▸ Arbeitsauftrag 1:
Ändere den Auszug zur BGH-Entscheidung ab: Gib ihn ab den Worten "Auch die unter" bis einschließlich "überhaupt nicht erwogen." erneut wieder und ersetze dabei jedes "Auslegungsvariante" durch "Interpretationsvariante".
▸ Arbeitsauftrag 2:
Schreibe den Auszug zur BGH-Entscheidung über die Restfunktion der Hand im Anschluss an seinen letzten Satz fort.

▸ Ausgewählter Auszug:
--------
Auch die unter Ziff. 1.1. des Hinweisbeschlusses des Senats vom 24.09.2019 zitierte Entscheidung des BGH vom 9. 7. 2003 (IV ZR 74/02; r+s 2003, 427) spricht gegen den von der Berufung behaupteten Grundsatz, denn die dort vom BGH als für den Versicherungsnehmer als ungünstiger in Betracht gezogene Auslegungsvariante (Funktionsunfähigkeit des Gelenks bei verbleibender Restfunktion der Hand) entspricht genau der hier zu beurteilenden Sachverhaltskonstellation. Wäre die Restfunktion der Hand nicht zu berücksichtigen, hätte der BGH diese Auslegungsvariante überhaupt nicht erwogen.
--------
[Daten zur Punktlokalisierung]
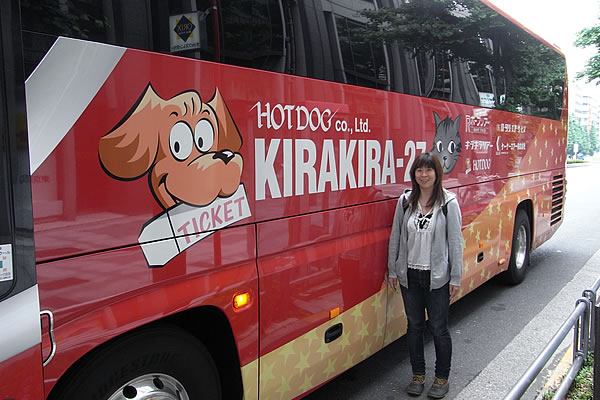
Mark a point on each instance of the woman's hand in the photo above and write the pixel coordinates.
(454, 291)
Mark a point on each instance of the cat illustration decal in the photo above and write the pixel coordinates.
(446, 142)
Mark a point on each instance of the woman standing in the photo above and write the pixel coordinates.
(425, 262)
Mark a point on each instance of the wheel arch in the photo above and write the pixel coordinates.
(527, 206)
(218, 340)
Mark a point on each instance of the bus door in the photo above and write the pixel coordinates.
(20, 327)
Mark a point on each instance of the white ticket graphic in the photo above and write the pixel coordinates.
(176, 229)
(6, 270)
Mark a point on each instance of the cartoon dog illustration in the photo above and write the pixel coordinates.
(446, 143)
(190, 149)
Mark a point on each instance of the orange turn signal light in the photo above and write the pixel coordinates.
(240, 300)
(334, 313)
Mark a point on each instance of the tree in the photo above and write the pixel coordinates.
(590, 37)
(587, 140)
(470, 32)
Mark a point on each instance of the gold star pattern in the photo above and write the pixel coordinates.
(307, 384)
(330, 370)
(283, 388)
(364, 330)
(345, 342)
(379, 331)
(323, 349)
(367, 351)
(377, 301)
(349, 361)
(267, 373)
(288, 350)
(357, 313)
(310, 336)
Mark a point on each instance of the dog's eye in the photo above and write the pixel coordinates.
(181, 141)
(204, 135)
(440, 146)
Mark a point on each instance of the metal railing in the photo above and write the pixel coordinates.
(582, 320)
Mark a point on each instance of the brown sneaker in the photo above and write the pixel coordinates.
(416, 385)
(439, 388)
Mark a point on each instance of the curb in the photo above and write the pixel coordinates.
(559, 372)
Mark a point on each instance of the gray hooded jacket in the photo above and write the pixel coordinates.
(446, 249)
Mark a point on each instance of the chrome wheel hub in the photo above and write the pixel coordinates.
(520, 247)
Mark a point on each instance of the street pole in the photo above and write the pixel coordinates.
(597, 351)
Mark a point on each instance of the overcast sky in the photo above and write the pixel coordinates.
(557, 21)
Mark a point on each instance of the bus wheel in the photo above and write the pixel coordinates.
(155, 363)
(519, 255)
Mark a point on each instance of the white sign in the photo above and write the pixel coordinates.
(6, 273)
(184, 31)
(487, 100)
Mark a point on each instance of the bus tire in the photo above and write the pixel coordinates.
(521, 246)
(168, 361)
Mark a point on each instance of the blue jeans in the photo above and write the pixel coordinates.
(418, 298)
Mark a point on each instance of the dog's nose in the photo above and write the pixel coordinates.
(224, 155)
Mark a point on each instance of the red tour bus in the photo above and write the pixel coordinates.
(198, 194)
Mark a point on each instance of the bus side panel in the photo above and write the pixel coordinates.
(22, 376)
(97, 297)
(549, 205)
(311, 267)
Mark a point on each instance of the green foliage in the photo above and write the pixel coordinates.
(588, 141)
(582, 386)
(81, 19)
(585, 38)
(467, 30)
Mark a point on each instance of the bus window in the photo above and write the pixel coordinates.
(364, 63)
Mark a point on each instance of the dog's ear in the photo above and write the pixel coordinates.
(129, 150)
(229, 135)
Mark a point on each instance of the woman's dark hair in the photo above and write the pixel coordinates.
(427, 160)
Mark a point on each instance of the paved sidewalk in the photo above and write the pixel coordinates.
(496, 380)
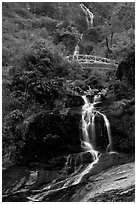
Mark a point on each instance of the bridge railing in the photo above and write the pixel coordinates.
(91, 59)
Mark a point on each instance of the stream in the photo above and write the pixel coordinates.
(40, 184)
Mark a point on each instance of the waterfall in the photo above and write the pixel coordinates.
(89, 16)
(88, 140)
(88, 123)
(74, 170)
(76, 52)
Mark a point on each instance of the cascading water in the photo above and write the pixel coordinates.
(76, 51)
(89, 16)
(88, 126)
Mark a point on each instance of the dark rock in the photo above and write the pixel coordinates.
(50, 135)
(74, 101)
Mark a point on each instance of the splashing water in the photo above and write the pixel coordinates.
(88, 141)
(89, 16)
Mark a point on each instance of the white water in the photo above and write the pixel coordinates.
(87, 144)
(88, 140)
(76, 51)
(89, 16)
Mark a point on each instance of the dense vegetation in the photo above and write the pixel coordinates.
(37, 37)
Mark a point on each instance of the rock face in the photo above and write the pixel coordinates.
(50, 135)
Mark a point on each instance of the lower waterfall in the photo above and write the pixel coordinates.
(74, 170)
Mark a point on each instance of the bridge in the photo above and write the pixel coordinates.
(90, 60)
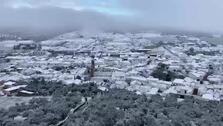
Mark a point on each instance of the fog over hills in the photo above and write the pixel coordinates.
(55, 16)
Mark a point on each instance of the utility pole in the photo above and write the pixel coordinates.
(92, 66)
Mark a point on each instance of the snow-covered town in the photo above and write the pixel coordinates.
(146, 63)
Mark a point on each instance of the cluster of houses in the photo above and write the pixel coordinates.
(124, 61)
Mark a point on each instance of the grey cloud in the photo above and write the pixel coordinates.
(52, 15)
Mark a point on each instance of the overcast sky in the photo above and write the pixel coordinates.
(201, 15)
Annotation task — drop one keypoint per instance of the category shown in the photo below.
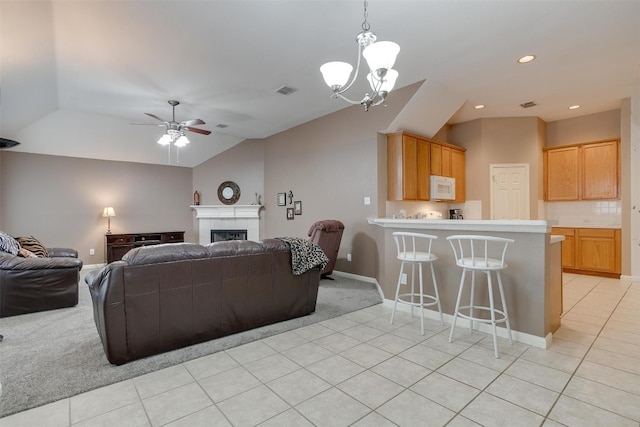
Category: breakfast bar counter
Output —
--------
▸ Erwartete Antwort 1:
Auch die unter Ziff. 1.1. des Hinweisbeschlusses des Senats vom 24.09.2019 zitierte Entscheidung des BGH vom 9. 7. 2003 (IV ZR 74/02; r+s 2003, 427) spricht gegen den von der Berufung behaupteten Grundsatz, denn die dort vom BGH als für den Versicherungsnehmer als ungünstiger in Betracht gezogene Interpretationsvariante (Funktionsunfähigkeit des Gelenks bei verbleibender Restfunktion der Hand) entspricht genau der hier zu beurteilenden Sachverhaltskonstellation. Wäre die Restfunktion der Hand nicht zu berücksichtigen, hätte der BGH diese Interpretationsvariante überhaupt nicht erwogen.

▸ Erwartete Antwort 2:
Die Anwendung der zwischen den Parteien vereinbarten verbesserten Gliedertaxe führt ebenfalls nicht zu einer abweichenden Beurteilung. Bei Verlust eines Armes liegt keine Verbesserung gegenüber der Gliedertaxe gemäß Ziff. 2.1.2.2.1. AUB 2005 (Anlage K 2) vor, bei den übrigen rumpfferneren Glieder werden die Invaliditätsgrade allerdings jeweils angehoben. Hieraus kann indessen nicht der von der Gegenerklärung behauptete Wertungswiderspruch abgeleitet werden. Eine Verschlechterung der Rechtsposition des Versicherungsnehmers liegt in keiner Fallvariante vor, lediglich bei Verlust bzw. vollständiger Gebrauchsunfähigkeits des Armes – hier nicht vorliegend – wird die Invaliditätsleistung nicht angehoben, sondern bleibt gleich. Soweit die Gegenerklärung behauptet (Ziff. 2.2.), die Finger seien in der streitgegenständlichen Gliedertaxe nicht genannt, ist dies ersichtlich unzutreffend und steht auch im Widerspruch zu den – insoweit zutreffenden – Ausführungen – auf S. 3 der Berufungsbegründung (letzter Absatz; Bl. 110 d.A.).
Die Kostenentscheidung beruht auf §§ 97 Abs. 1, 269 Abs. 3 ZPO.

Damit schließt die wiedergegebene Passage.